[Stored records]

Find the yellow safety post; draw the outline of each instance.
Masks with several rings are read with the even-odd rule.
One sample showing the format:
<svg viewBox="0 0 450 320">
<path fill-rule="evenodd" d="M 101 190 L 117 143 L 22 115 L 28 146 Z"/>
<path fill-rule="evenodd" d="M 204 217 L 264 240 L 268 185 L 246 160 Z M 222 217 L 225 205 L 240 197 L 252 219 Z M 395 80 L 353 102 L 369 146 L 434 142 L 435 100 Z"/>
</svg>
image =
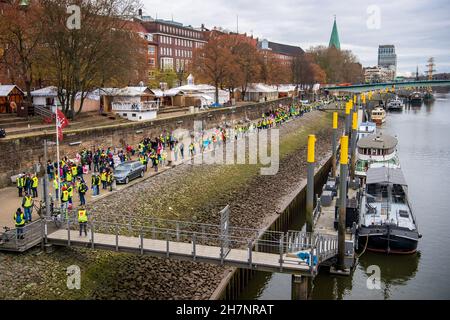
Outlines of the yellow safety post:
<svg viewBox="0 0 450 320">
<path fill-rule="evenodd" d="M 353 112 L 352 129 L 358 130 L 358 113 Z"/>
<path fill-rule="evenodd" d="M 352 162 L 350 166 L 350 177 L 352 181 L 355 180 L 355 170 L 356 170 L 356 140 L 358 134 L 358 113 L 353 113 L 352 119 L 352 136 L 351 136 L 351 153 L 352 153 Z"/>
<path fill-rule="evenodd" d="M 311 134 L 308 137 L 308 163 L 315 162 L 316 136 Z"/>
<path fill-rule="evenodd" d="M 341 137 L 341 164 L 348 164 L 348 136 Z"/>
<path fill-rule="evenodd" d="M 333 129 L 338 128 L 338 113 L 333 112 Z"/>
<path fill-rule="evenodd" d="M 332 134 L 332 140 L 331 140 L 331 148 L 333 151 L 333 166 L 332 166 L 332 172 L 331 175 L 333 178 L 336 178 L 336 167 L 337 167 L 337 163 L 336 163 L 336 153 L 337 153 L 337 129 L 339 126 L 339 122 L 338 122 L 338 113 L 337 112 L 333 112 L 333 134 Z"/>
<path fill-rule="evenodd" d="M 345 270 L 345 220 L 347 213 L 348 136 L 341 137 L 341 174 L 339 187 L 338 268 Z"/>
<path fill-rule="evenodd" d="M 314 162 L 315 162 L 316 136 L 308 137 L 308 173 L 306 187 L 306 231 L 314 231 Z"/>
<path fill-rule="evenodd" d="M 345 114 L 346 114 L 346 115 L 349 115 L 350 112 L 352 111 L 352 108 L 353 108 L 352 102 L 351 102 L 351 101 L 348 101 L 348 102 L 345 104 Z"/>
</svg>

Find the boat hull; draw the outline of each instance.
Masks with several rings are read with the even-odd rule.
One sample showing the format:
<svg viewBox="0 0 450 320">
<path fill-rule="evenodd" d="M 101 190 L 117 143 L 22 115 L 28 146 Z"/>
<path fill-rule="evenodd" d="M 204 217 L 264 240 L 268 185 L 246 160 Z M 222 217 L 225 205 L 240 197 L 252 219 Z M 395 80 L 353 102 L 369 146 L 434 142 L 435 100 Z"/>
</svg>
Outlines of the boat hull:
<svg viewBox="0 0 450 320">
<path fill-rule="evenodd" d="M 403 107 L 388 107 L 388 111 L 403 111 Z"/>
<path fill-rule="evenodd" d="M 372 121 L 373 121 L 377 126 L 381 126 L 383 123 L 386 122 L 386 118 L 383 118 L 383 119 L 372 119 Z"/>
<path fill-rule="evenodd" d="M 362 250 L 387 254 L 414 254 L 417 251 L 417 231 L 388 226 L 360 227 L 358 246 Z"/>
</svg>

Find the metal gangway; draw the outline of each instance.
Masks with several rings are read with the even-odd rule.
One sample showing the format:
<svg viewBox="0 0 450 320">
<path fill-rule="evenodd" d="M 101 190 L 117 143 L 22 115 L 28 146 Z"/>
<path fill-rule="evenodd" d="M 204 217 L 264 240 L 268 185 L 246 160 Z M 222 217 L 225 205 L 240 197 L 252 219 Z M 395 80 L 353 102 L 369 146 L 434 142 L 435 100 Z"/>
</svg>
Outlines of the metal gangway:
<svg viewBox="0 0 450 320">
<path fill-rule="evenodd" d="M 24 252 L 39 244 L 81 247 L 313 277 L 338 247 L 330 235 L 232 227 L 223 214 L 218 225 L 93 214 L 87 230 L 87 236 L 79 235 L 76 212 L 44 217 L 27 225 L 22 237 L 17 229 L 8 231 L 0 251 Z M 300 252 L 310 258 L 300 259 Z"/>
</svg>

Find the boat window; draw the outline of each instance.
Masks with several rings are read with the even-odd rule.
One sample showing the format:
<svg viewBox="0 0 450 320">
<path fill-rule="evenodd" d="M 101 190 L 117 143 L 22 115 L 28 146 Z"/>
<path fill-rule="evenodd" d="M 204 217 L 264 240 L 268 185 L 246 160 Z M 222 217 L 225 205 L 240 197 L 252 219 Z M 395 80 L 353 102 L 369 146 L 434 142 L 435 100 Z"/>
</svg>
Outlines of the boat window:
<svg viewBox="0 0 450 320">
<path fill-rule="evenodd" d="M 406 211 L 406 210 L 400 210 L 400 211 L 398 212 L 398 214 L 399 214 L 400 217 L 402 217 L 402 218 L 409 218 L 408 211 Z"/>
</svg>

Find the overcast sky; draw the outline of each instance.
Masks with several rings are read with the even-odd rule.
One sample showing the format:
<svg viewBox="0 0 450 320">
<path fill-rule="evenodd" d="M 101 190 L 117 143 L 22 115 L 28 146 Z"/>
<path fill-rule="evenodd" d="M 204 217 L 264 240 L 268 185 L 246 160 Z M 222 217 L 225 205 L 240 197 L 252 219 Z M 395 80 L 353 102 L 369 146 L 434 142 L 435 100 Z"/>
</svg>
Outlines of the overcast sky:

* * *

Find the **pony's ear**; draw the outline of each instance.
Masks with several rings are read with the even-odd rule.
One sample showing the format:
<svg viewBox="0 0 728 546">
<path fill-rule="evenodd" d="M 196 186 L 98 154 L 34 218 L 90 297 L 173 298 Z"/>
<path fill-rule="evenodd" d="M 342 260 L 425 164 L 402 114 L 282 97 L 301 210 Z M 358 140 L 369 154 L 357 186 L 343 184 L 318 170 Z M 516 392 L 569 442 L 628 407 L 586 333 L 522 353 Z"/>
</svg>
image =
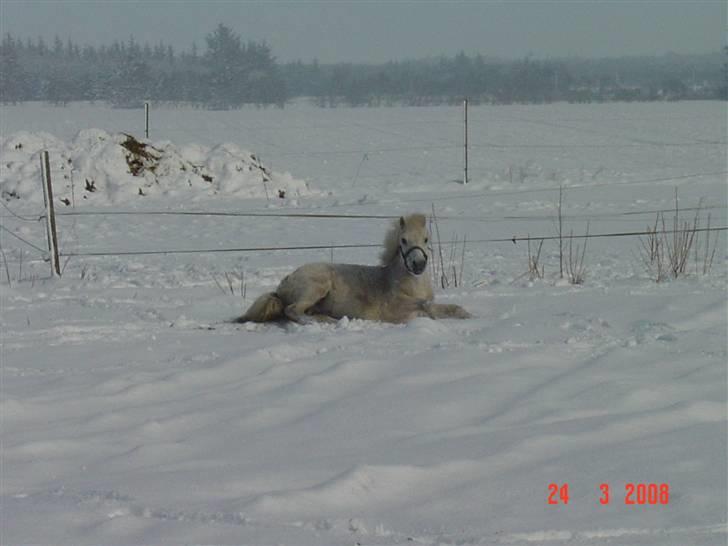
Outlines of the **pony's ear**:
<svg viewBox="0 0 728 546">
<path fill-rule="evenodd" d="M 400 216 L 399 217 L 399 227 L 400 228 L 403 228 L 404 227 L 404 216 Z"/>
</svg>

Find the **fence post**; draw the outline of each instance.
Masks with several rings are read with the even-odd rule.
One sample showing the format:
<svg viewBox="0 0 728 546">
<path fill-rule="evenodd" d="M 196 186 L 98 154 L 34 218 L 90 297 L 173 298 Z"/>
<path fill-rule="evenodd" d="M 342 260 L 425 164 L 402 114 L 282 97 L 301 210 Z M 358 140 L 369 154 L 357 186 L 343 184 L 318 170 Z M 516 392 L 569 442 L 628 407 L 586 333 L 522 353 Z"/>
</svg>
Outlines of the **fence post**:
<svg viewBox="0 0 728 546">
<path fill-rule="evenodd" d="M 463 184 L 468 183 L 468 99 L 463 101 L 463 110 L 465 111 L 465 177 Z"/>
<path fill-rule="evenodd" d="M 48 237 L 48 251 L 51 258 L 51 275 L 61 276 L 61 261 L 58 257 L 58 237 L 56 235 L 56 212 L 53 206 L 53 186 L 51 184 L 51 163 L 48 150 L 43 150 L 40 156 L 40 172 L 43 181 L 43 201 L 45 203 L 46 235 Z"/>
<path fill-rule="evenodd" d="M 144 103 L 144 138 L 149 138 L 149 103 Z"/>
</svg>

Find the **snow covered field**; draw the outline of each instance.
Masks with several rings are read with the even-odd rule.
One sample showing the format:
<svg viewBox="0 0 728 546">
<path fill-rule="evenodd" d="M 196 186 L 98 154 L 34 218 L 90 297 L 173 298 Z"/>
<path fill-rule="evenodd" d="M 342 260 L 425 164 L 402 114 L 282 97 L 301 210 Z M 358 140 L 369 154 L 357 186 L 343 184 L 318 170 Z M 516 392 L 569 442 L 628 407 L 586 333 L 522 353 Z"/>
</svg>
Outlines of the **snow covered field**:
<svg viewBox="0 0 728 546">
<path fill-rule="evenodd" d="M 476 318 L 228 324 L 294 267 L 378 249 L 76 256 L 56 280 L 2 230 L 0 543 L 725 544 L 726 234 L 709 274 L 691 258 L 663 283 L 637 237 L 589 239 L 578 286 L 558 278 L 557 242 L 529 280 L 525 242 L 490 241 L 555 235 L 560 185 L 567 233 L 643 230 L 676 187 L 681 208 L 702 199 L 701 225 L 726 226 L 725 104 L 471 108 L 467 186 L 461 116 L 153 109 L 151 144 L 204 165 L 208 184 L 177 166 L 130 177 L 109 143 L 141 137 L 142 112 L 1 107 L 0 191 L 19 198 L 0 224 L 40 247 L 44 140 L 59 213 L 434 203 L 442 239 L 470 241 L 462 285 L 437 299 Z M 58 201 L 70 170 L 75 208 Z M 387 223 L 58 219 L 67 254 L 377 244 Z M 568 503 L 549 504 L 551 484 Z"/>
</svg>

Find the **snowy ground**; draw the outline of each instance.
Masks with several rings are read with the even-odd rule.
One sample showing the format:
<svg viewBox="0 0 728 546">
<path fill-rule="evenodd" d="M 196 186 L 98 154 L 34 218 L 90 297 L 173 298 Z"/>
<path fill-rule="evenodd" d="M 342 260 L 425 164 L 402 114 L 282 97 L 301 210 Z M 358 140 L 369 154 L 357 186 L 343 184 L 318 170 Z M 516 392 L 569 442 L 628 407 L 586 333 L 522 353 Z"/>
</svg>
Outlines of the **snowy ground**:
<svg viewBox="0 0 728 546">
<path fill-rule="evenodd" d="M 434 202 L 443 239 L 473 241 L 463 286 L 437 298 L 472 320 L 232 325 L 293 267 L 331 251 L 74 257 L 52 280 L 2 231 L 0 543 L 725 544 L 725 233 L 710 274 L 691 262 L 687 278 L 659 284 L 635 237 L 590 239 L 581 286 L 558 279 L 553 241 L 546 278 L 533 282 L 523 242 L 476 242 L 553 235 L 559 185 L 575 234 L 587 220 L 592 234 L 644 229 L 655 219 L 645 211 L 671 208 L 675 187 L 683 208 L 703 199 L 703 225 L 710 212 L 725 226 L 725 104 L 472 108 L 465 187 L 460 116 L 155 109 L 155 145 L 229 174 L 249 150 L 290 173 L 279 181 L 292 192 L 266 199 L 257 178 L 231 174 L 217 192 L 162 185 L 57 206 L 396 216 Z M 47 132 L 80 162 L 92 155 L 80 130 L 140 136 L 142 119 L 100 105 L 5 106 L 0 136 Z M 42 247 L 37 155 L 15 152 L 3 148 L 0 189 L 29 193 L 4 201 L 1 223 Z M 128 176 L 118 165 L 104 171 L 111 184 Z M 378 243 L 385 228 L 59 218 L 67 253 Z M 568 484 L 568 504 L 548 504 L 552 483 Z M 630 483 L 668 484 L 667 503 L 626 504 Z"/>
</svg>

REQUIRED WORK: Whenever the word "each" shows up in a line of the entries above, copy that line.

REPLY TO THE EXERCISE:
Find the yellow safety post; draw the outline of each instance.
Find the boat hull; draw the outline of each instance.
Find the metal gangway; draw the outline of each instance.
Find the boat window; draw the outline of each instance.
Find the overcast sky; draw the outline of each instance.
Find the **pony's ear**; draw the outline of each instance.
Find the **fence post**; draw the outline of each instance.
Find the **snow covered field**; draw the outline of each instance.
Find the **snowy ground**; draw the outline of each instance.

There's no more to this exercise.